* **Задание**
Перепечатайте целиком, слово в слово, отрывок о принуждении человека ради его же блага.

--- Приведённый отрывок ---

Этот парадокс обличали неоднократно. Одно дело говорить, что я знаю, в чем благо для X, а сам он не знает, и не считаться с ним ради этого блага; другое — верить, что он сам сделал выбор, правда, бессознательно, не так, как в повседневной жизни, а посредством своего разумного «Я», о котором эмпирическое «Я» может и не знать; посредством «подлинного Я», которое различает, что ему нужно, и непременно избирает это, однажды различив. Это чудовищное перевоплощение — ведь мы уже приравниваем то, что X выбрал бы, если бы не был собой, к тому, что он действительно хочет и выбирает, — лежит в основе всех политических теорий самореализации. Одно дело сказать, что меня можно принудить для моего же блага, которого я по слепоте своей не вижу; в некоторых случаях это мне полезно и даже расширит пространство моей свободы. Другое дело утверждать, что поскольку речь идет о моем благе, то это вообще не принуждение, а моя собственная воля, знаю я о том или нет, и я свободен (или «подлинно» свободен), даже если мое земное тело и глупая голова отчаянно сопротивляются тем, кто из самых добрых побуждений мне это благо навязывает.

--- Показанные данные ---

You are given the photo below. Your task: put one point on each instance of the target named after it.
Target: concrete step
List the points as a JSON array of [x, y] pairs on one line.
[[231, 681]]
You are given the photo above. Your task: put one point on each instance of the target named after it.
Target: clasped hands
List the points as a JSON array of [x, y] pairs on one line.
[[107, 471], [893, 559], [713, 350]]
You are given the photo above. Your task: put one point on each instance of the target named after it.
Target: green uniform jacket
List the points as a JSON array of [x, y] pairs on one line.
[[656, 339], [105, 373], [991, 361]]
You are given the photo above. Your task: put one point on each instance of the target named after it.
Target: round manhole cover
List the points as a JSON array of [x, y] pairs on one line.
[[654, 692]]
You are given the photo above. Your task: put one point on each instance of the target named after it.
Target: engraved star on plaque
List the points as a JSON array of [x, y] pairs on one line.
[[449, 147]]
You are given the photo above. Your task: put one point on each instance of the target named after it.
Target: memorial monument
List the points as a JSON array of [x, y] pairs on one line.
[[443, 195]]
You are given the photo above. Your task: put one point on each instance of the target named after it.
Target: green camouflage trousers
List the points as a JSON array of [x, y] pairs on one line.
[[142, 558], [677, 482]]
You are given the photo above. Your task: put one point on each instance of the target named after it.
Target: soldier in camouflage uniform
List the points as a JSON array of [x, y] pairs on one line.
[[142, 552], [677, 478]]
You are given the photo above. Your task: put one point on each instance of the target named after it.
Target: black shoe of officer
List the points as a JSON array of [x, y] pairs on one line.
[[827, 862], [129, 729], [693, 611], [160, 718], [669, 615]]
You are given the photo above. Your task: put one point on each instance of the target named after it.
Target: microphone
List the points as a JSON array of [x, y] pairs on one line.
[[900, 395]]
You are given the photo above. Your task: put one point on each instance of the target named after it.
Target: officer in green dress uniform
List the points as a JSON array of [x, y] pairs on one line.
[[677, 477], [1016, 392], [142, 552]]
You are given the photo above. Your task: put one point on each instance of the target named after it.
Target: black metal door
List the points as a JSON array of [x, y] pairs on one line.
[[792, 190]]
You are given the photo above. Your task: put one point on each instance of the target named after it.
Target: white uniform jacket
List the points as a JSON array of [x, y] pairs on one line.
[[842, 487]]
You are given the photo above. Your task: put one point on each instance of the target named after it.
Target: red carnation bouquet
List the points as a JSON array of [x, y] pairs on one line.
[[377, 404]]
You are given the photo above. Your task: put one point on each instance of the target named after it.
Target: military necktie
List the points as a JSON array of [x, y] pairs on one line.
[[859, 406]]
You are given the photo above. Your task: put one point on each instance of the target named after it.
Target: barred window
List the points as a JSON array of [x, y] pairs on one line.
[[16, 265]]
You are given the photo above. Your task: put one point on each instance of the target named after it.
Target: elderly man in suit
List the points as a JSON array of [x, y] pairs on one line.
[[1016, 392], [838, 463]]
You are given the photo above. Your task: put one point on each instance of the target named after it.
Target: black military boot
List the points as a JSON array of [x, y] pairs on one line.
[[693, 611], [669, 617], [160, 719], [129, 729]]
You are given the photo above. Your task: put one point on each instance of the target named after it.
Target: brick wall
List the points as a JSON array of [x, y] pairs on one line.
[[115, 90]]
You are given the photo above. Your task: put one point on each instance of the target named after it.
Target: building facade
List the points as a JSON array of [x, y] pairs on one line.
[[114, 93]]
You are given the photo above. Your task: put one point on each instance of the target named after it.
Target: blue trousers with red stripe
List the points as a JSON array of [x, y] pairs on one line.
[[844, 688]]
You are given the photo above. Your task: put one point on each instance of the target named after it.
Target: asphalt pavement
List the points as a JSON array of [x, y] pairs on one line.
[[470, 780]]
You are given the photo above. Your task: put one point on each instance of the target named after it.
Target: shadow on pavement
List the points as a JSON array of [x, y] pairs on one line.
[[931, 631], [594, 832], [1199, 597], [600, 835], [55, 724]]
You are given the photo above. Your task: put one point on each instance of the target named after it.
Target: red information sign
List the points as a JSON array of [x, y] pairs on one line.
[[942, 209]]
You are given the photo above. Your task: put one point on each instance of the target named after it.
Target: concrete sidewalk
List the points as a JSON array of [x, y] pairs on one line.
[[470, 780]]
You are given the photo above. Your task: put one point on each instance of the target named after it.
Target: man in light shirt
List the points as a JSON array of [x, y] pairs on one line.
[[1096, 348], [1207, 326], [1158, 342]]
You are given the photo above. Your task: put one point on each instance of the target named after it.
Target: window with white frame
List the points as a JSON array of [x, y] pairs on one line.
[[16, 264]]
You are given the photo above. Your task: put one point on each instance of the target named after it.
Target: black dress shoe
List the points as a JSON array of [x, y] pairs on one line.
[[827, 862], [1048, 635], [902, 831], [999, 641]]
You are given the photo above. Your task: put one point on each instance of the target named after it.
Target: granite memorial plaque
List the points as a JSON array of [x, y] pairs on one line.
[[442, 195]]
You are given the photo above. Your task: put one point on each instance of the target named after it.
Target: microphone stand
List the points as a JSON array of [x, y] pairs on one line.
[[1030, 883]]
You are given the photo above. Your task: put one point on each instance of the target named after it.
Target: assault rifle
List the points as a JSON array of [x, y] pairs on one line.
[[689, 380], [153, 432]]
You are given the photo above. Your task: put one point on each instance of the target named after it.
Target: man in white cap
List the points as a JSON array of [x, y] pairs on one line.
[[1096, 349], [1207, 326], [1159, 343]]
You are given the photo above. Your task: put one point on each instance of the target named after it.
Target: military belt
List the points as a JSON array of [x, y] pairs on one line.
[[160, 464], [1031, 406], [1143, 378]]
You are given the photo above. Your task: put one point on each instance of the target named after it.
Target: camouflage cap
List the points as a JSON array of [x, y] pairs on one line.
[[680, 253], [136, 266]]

---

* **Выполненное задание**
Этот парадокс обличали неоднократно. Одно дело говорить, что я знаю, в чем благо для X, а сам он не знает, и не считаться с ним ради этого блага; другое — верить, что он сам сделал выбор, правда, бессознательно, не так, как в повседневной жизни, а посредством своего разумного «Я», о котором эмпирическое «Я» может и не знать; посредством «подлинного Я», которое различает, что ему нужно, и непременно избирает это, однажды различив. Это чудовищное перевоплощение — ведь мы уже приравниваем то, что X выбрал бы, если бы не был собой, к тому, что он действительно хочет и выбирает, — лежит в основе всех политических теорий самореализации. Одно дело сказать, что меня можно принудить для моего же блага, которого я по слепоте своей не вижу; в некоторых случаях это мне полезно и даже расширит пространство моей свободы. Другое дело утверждать, что поскольку речь идет о моем благе, то это вообще не принуждение, а моя собственная воля, знаю я о том или нет, и я свободен (или «подлинно» свободен), даже если мое земное тело и глупая голова отчаянно сопротивляются тем, кто из самых добрых побуждений мне это благо навязывает.